==== Data for this task

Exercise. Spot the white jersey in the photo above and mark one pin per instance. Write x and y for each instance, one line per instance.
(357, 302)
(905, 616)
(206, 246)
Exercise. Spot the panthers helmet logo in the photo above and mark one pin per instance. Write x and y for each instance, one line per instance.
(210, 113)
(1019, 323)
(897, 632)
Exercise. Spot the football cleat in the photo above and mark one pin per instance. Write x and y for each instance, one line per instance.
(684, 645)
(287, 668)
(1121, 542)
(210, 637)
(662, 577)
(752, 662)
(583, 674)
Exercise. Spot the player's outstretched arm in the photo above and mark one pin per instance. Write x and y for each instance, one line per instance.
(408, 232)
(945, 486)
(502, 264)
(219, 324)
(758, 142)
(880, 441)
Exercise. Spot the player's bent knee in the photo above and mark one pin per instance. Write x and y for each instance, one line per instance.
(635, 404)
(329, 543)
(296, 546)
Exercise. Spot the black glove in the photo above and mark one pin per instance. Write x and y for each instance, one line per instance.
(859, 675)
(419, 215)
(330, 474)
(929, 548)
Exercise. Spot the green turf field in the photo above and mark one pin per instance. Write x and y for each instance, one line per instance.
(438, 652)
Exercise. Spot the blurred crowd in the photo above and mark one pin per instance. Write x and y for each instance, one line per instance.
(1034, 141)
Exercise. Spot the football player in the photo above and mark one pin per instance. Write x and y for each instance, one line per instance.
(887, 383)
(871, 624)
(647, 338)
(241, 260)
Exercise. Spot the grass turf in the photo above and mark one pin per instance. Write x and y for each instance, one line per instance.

========
==== Data for this task

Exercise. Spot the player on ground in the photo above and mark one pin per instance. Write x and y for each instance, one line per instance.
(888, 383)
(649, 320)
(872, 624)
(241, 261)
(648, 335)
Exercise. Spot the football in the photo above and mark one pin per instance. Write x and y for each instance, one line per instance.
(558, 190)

========

Problem description — Rewrite every row from the line that has "Exercise. Spot the football player" through the line that has "Exercise. Spot the grass", both included, shifting each x and y value in the answers up by 105 and leaving the other text unchanged.

Task result —
Exercise. Spot the football player in the photo above and mark one pin per instance. Write x and y for each instance, one line per instance.
(992, 488)
(976, 729)
(752, 443)
(346, 365)
Exercise. Spot the grass turf in the photo above and mark one pin per instance. Write x and y for each instance, one line per instance.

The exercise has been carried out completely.